● **Quoted passage**:
Publication year - 1996
Publication title -
psychophysiology
Language(s) - English
Resource type - Journals
SCImago Journal Rank - 1.661
H-Index - 156
eISSN - 1469-8986
pISSN - 0048-5772
DOI - 10.1111/j.1469-8986.1996.tb02367.x
Subject(s) - hyperpnea , psychology , arousal , breathing , athletes , audiology , physical medicine and rehabilitation , physical therapy , social psychology , medicine , respiratory system , psychiatry
We studied whether the ventilatory responses to imagined exercise are influenced by automatic processes. Twenty‐nine athletes produced mental images of a sport event with successive focus on the environment, the preparation, and the exercise. Mean breathing frequency increased from 15 to 22 breaths/min. Five participants reported having voluntarily controlled breathing, two of them during preparation. Twenty participants reported that their breathing pattern changed during the experiment: 11 participants were unable to correctly report on the direction of changes in frequency, and 13 incorrectly reported changes in amplitude. This finding suggests that these changes were not voluntary in most participants and may therefore reveal automatic forebrain influences on exercise hyperpnea. However, these changes may also reflect nonspecific processes (e.g., arousal) different from those occurring during actual exercise.

● **What you should do**:
For each statement, answer yes or no according to the abstract on imagined exercise, and quote the words of the abstract that decide it.
1. Twenty-nine athletes took part in the study.
2. Mean breathing frequency rose to 30 breaths per minute.
3. Every participant reported a change in breathing pattern during the experiment.
The material after this point stands apart from the abstract and has no connection to it.

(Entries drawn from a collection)

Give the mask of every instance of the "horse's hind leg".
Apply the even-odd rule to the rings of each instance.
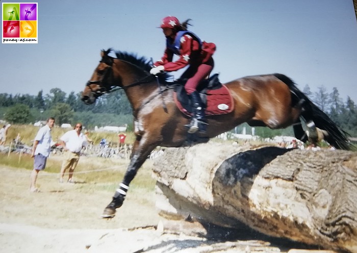
[[[306,142],[308,140],[308,136],[302,129],[301,122],[299,119],[293,125],[294,135],[295,138],[301,141],[302,142]]]

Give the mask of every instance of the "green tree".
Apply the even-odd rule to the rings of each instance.
[[[318,89],[318,91],[315,93],[314,100],[320,109],[325,111],[328,108],[329,104],[329,96],[326,90],[326,87],[323,85],[320,86]]]
[[[14,124],[26,124],[33,120],[29,106],[21,104],[9,107],[5,113],[5,118]]]
[[[61,125],[63,123],[70,123],[73,120],[74,111],[65,103],[57,103],[51,110],[52,115],[56,119],[56,123]]]
[[[38,92],[37,96],[35,98],[35,107],[39,109],[45,109],[45,103],[43,99],[43,91],[41,90]]]
[[[75,105],[76,104],[76,97],[75,97],[74,91],[71,92],[71,93],[68,94],[68,96],[66,100],[66,103],[69,105],[69,106],[70,106],[71,108],[74,111],[76,111],[75,108]]]
[[[58,103],[64,103],[66,99],[66,92],[61,89],[54,88],[49,90],[50,94],[47,95],[49,107],[56,106]]]

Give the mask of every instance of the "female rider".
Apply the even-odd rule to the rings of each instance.
[[[175,17],[164,18],[160,28],[166,37],[166,48],[161,60],[154,63],[150,73],[156,75],[162,71],[174,71],[190,65],[181,78],[188,79],[185,89],[193,109],[191,122],[188,125],[188,132],[193,133],[198,131],[203,134],[206,133],[207,123],[197,87],[213,68],[212,55],[216,50],[216,45],[201,41],[193,33],[187,31],[190,20],[187,19],[181,24]],[[179,58],[172,62],[174,54],[178,56]]]

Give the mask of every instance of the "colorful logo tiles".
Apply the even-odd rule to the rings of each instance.
[[[3,43],[37,43],[37,3],[3,3]]]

● **Response to this task**:
1. Yes: "Twenty‐nine athletes produced mental images of a sport event"
2. No: "Mean breathing frequency increased from 15 to 22 breaths/min."
3. No: "Twenty participants reported that their breathing pattern changed during the experiment"